• **TASK OBJECTIVE**
When you reach the line with "find open mouth" in the data below, begin printing lines exactly, and stop once the line with "find eyebrow" has been printed.

.....

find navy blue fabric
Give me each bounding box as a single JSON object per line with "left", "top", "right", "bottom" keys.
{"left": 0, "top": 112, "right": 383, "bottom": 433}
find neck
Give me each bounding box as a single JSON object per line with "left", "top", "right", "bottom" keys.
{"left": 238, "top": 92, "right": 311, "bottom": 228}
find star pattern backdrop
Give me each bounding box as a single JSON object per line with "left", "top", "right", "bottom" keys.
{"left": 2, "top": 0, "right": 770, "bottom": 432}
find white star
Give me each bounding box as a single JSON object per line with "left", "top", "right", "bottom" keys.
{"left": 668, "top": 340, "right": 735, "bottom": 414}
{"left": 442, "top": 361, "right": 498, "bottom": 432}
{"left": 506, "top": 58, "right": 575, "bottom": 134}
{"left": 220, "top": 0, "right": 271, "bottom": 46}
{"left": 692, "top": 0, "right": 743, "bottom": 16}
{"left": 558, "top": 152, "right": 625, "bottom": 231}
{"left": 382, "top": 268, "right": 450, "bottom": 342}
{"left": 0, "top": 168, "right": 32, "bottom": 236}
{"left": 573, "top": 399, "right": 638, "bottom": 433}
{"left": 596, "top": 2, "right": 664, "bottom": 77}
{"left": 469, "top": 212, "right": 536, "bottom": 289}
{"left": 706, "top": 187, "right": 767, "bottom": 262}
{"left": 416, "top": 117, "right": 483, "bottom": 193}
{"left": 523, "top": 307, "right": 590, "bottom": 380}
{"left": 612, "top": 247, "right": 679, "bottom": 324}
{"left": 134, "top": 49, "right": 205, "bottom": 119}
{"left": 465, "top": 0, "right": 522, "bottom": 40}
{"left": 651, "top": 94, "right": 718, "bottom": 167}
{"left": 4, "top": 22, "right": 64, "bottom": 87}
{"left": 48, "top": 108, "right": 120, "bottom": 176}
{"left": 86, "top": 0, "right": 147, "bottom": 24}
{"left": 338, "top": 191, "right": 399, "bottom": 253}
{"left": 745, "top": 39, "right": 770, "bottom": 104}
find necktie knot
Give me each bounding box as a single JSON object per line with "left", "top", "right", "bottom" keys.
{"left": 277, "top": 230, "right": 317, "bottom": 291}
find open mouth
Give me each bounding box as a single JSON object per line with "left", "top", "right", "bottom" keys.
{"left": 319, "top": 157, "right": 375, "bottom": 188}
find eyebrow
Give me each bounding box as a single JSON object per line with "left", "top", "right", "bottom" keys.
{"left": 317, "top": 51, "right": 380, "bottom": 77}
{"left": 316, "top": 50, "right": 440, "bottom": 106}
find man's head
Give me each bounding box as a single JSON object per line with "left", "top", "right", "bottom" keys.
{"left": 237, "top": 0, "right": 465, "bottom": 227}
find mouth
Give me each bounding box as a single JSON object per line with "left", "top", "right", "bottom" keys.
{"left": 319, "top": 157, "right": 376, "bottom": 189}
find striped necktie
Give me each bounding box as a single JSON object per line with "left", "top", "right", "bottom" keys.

.....

• **TASK RESPONSE**
find open mouth
Give me each bounding box as a single JSON object per line with "left", "top", "right", "bottom" keys.
{"left": 319, "top": 157, "right": 375, "bottom": 188}
find eyebrow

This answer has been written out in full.